[Extracted data entries]
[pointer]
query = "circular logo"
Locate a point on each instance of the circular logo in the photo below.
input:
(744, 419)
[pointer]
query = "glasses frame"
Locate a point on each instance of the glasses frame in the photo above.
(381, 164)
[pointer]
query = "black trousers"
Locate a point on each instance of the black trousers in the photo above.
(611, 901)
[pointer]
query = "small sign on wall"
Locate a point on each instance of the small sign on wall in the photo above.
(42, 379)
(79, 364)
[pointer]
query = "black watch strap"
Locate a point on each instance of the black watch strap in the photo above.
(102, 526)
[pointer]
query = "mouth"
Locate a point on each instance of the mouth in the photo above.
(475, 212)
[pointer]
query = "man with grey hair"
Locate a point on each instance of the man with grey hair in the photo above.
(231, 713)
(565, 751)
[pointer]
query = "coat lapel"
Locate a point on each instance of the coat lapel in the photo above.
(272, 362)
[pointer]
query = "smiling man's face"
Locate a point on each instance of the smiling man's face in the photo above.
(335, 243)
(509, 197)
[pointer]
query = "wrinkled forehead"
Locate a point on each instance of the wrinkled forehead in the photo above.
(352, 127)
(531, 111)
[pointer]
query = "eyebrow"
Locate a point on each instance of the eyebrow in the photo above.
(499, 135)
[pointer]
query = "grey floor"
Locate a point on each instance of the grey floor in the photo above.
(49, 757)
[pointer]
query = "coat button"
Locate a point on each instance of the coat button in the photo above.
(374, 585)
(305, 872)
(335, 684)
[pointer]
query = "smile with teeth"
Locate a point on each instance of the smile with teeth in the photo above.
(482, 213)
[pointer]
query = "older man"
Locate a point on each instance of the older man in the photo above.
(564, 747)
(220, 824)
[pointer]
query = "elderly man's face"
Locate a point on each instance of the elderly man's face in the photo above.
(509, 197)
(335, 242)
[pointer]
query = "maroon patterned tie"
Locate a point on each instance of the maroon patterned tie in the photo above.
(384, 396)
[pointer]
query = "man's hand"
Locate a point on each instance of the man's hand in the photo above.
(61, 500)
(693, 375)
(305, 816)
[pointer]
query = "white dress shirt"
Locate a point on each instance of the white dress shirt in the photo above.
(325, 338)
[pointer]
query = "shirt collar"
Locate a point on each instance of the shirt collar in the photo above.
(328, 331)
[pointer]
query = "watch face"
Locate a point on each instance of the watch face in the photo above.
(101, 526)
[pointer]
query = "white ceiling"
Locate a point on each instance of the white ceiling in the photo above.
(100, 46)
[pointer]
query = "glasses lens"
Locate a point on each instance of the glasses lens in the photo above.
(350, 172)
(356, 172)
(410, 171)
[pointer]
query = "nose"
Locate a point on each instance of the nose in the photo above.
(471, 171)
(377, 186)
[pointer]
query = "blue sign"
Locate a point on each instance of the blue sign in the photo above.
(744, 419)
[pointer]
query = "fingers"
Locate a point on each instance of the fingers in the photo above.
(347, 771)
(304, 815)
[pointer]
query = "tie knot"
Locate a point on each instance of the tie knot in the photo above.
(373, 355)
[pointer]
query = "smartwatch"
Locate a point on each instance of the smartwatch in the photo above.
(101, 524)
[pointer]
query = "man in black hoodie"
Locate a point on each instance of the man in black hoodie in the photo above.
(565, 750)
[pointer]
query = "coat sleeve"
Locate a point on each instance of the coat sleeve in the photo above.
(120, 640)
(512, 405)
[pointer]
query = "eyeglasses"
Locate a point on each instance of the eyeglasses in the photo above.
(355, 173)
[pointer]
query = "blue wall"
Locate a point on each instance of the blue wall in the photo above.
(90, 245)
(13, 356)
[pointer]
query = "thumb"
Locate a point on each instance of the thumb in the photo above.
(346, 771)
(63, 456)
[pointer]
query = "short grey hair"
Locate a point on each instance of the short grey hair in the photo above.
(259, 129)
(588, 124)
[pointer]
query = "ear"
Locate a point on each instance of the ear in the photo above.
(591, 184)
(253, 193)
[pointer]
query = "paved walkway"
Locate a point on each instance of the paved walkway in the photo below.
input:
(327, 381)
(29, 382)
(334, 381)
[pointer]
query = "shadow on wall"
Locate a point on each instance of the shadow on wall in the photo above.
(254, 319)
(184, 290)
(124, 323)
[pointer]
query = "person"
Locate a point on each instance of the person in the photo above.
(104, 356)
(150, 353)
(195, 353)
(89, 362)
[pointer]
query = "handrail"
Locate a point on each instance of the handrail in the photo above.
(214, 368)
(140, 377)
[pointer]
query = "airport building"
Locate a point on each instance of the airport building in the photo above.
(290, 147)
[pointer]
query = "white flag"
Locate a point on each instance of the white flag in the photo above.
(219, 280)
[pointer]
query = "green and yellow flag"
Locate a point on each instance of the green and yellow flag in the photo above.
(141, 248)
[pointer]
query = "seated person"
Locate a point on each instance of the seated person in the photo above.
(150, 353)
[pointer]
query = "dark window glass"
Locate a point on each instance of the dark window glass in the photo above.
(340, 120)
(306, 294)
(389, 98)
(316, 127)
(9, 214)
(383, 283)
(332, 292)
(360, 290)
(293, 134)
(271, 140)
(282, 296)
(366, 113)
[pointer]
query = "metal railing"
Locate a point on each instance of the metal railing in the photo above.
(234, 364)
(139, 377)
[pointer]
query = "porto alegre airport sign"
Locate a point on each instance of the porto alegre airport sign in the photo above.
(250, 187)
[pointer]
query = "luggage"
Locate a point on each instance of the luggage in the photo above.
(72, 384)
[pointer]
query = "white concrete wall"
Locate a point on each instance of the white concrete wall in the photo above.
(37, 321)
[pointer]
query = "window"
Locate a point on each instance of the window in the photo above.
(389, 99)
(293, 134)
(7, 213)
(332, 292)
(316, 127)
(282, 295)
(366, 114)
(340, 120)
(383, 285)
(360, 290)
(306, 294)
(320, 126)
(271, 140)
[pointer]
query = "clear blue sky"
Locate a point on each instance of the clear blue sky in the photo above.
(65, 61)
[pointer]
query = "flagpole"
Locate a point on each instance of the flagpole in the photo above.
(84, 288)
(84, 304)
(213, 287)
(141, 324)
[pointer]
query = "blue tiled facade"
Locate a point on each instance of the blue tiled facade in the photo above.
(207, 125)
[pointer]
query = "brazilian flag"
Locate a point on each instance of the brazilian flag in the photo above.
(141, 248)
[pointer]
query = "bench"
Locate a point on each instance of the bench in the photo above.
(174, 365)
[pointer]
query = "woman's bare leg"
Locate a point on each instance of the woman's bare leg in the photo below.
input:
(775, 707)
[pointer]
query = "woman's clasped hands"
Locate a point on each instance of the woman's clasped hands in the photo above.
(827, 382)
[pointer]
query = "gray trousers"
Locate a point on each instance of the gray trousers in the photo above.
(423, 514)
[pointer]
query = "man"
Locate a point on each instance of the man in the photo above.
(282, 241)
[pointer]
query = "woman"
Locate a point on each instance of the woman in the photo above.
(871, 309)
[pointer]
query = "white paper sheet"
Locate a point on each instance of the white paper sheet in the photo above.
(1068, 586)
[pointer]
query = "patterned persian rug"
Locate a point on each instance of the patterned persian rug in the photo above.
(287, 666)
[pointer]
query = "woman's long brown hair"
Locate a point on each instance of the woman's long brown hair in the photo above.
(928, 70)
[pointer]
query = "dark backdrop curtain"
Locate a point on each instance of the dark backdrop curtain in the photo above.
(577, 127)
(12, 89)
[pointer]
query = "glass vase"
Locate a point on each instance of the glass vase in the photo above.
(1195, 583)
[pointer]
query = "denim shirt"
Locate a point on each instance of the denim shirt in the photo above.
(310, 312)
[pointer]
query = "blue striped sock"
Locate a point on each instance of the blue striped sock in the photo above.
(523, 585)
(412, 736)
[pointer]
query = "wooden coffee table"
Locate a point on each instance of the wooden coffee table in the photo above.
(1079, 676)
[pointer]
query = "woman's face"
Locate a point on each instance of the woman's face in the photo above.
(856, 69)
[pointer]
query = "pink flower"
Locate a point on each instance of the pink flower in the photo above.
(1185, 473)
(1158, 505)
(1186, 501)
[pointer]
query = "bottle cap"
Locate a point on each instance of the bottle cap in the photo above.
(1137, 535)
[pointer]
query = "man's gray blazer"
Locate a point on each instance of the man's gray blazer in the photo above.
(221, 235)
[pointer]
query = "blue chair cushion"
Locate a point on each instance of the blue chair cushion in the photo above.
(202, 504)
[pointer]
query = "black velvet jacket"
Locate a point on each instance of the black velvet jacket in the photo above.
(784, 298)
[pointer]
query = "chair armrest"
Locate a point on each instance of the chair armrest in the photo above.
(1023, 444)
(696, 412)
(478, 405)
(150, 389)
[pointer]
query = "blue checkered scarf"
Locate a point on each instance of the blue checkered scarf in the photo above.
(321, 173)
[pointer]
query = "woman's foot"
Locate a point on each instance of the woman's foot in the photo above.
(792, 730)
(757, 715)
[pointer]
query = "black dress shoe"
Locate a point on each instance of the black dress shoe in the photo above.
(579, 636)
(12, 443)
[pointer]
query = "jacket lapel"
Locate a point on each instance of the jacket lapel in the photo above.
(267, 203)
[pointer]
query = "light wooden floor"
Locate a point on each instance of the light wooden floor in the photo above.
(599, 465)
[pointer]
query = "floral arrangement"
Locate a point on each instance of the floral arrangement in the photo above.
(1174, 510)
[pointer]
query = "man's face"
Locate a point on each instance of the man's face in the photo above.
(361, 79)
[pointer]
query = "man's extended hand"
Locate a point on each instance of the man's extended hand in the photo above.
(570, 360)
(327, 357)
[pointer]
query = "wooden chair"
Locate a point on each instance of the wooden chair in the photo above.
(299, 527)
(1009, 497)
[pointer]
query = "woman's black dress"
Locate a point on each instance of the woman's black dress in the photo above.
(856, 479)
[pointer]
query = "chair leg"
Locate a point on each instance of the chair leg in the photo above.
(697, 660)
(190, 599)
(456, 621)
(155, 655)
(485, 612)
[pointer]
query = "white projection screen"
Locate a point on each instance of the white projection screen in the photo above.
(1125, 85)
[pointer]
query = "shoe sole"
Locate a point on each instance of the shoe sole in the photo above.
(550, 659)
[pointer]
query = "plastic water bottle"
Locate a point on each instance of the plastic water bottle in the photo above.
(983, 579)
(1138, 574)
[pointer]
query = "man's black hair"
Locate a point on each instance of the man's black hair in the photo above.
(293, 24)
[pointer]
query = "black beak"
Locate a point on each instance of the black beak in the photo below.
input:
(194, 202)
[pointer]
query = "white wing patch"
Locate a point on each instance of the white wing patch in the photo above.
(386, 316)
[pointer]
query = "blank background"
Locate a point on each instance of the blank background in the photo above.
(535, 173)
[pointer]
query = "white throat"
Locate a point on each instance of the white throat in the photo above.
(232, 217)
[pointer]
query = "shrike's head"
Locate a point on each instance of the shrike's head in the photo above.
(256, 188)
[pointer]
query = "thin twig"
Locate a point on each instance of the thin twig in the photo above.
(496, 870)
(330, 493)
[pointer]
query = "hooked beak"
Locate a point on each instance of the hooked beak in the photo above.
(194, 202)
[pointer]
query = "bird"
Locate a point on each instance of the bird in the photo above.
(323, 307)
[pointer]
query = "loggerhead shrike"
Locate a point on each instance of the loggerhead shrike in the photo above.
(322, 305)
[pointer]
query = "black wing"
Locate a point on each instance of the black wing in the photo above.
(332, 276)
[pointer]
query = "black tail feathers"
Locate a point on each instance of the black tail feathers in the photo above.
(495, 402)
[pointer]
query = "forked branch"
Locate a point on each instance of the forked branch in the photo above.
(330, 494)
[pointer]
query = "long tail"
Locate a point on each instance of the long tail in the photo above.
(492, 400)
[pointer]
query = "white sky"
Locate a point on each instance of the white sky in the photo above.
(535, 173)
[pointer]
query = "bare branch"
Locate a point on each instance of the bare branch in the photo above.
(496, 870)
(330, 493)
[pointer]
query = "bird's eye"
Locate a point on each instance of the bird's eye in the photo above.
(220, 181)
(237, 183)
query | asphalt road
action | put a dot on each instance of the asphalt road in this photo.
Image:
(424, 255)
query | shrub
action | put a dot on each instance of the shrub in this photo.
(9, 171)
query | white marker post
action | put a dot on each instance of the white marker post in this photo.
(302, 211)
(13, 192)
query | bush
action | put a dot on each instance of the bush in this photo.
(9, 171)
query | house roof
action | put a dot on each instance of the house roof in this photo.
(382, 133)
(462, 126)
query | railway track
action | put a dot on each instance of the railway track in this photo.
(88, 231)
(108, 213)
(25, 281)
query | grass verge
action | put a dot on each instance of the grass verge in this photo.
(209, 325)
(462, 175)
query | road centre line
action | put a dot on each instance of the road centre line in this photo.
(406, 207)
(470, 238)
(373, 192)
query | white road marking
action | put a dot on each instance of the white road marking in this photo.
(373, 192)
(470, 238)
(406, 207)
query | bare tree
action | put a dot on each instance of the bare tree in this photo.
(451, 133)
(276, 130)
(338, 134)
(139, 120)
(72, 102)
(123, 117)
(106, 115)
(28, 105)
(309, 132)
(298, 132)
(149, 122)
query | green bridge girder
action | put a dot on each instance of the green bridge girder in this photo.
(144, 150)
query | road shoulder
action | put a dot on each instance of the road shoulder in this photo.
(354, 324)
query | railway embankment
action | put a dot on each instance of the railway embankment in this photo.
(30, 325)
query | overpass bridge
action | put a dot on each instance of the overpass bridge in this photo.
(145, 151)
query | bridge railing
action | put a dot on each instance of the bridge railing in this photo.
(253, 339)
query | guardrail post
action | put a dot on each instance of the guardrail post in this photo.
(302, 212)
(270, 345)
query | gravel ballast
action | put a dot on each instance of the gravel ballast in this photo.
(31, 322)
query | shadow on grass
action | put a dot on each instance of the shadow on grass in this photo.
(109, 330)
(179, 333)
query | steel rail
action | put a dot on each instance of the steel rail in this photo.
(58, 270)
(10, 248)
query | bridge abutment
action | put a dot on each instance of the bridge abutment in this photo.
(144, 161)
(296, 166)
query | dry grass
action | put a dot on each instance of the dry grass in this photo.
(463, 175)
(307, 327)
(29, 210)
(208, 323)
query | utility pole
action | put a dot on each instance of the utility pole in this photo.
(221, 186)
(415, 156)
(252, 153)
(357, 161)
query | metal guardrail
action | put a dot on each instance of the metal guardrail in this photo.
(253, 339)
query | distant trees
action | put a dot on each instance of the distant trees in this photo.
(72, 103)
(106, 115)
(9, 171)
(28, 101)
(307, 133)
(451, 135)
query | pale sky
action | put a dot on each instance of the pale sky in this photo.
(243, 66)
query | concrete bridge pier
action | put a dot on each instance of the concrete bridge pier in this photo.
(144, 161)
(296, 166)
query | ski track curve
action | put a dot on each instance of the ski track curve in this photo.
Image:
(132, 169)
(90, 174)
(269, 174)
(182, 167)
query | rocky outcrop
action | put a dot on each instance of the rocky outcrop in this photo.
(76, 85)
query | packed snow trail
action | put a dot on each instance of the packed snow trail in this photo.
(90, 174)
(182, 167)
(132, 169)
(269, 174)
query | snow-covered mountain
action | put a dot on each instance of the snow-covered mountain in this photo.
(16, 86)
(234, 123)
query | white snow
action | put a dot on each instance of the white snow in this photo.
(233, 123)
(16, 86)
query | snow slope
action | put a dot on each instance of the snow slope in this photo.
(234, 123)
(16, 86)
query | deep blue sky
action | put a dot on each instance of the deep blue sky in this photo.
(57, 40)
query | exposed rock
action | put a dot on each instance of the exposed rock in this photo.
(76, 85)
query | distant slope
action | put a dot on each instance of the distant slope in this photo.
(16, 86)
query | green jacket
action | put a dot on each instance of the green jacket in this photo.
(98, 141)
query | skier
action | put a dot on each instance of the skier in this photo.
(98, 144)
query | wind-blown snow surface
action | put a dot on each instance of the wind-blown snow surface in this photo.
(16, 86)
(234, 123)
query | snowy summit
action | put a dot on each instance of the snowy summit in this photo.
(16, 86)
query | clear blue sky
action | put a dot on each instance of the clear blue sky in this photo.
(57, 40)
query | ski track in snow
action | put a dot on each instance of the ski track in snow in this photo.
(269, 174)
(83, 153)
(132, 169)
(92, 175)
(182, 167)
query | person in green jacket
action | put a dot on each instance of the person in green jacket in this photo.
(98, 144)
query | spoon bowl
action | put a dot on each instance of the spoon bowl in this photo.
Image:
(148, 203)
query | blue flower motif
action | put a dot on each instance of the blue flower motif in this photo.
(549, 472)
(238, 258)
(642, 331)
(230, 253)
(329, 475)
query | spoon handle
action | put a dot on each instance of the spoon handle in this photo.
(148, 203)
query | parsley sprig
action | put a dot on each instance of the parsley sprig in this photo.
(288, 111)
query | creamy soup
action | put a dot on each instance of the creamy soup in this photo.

## WHAT NEEDS TO BE DONE
Copy out the lines of the data where the word "soup" can be found.

## RESULT FOR THIS TASK
query | creamy soup
action | put a dot on each instance of the creamy soup in this photo.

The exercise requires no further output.